Exercise task: Render into Spanish this sentence from the Karen Shaw biography below: "Shaw was curator of the Islip Art Museum from 1983 to 2011."

- Born: October 25, 1941 New York City, U.S.
- Died: March 27, 2025 (aged 83) Holmes, New York, U.S.
- Known for: Conceptual art, semiotics, collage
- Movement: Neo-dada, conceptual art
- Awards: NEA fellowship, New York Foundation for the Arts fellowship
- Website: karenshaw100.com

= Karen Shaw =

American artist (1941–2025)

Karen Shaw (October 25, 1941 – March 27, 2025) was an American conceptual and visual artist and curator. She is best known for developing a system which assigns linguistic meaning to numbers and using it in many of her works. She has also been noted for her artwork dealing with sports and gender. Her work has been described as Neo-Dadaist.

Shaw was curator of the Islip Art Museum from 1983 to 2011.

== Early life and education ==
Karen Shaw was born in the Bronx, New York City, on October 25, 1941, to a secular Jewish family. She attended Hunter College at City University of New York, where she received a Bachelor of Fine Arts degree.

In the early 1970's, Shaw participated in an NBC study where two-digit numerical values were used to codify the effect of television violence on children. She cited this experience as having a significant influence on her artwork, giving her the reductionist idea of compressing complex meaning to numbers and statistics. She was also involved in the women's rights movement prior to her entry into the art world which influenced some of her later works.

== Work ==

=== Summantics ===
In 1976, Shaw won a short story contest overseen by Donald Barthelme in the New York Times. The contest was a work of experimental fiction, where Barthelme wrote half of a short story and challenged the public to complete the second half. Shaw was selected as the winner from 3,125 entries after incorporating an artistic process she termed "Summantics."

Much of Shaw's work contains instances of Summantics, whereby numerical values are assigned to letters based upon a simple codex: A=1, B=2 C=3, etc. Shaw composed a dictionary of thousands of words by hand based on this numerical summation. She then used her dictionary to compose more complex visual art pieces based on increasingly complex linguistic summantics. Her artwork was sometimes inspired by deriving words from every day objects such as ticket stubs or photographs, and in other cases she would take poetry by poets such as Rainier Maria Rilke, William Blake, John Keats, and Stéphane Mallarmé and reduce them to a value that represented the sum of the words.

For example, in Reckoning ± Rilke: Investigations into the Inequality of Translation, a Rilke poem is translated and the sum derived from the original subtracted from the sum of the translation, to assign a value to what is "lost" in translation. While Shaw stated that this method was originally partly a commentary on the modern obsession with quantifying complex phenomena and reducing them to numerical statistics, art critics have praised the linguistic composition in her work for its aesthetic appeal and capacity to invoke poetic meaning.

Dataset excerpts:
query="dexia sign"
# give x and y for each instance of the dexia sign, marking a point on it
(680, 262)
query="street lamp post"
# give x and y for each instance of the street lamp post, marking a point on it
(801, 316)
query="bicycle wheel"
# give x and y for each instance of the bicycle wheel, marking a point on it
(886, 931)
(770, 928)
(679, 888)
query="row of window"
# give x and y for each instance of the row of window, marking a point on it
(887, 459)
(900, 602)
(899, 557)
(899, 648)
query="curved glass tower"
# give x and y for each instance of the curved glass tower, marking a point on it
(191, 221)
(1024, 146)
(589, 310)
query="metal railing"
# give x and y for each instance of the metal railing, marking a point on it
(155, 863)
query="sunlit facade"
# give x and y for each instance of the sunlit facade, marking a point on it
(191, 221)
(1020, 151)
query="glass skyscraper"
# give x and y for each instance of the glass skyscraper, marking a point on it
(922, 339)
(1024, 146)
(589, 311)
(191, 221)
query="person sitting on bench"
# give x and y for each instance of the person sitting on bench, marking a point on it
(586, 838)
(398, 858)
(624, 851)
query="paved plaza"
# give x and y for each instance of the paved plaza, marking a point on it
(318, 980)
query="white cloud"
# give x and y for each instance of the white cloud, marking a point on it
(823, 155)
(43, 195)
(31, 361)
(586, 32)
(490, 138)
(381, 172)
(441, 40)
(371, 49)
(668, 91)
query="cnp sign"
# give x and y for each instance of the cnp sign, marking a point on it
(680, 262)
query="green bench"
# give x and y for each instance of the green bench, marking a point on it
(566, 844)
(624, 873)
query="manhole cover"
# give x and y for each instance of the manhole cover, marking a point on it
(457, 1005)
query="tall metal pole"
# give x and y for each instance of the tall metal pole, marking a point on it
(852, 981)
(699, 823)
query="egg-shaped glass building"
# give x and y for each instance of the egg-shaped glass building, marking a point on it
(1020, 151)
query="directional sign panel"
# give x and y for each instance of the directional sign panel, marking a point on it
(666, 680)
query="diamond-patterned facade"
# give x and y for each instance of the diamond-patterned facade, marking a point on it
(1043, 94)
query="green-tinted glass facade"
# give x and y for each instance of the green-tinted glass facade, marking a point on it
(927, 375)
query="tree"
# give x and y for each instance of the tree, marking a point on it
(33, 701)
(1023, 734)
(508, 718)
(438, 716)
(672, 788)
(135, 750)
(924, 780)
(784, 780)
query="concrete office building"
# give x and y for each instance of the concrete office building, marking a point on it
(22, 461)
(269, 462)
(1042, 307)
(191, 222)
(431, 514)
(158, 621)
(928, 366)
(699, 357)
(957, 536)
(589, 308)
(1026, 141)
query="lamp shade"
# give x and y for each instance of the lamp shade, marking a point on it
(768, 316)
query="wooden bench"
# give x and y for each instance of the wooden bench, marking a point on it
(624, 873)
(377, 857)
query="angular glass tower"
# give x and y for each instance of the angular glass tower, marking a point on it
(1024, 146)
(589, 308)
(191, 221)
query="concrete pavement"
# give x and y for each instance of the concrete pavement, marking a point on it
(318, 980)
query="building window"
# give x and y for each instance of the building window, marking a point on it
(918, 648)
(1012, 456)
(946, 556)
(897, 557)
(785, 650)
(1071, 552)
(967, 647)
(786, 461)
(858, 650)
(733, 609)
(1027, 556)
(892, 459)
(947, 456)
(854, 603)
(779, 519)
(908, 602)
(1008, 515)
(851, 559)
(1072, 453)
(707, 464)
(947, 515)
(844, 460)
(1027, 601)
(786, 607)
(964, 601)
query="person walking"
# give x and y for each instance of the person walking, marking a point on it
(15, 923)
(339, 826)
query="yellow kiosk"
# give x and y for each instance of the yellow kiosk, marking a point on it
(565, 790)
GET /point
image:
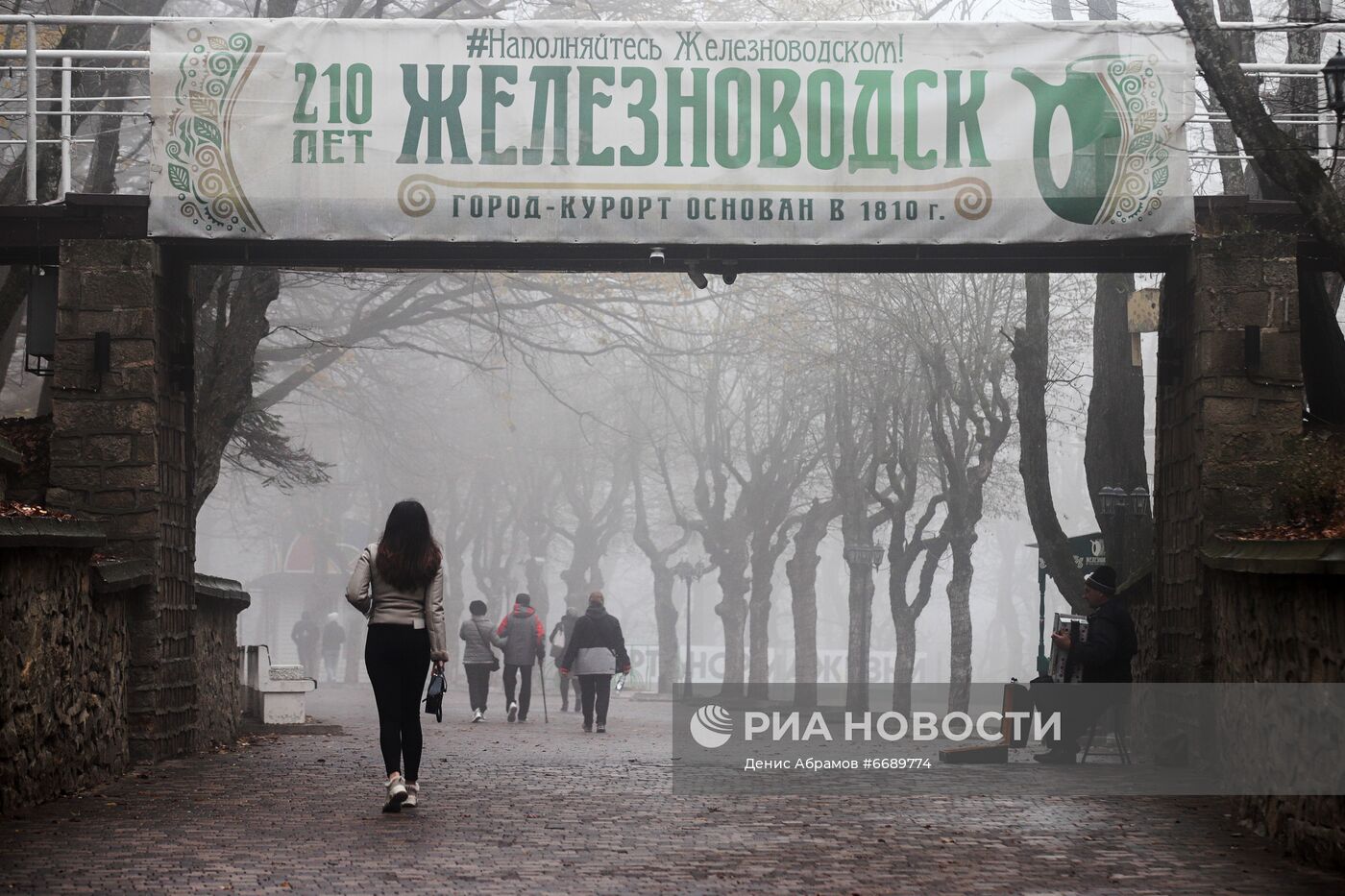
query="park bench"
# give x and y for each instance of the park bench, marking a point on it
(272, 693)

Full answer: Shaw fue curadora del Islip Art Museum de 1983 a 2011.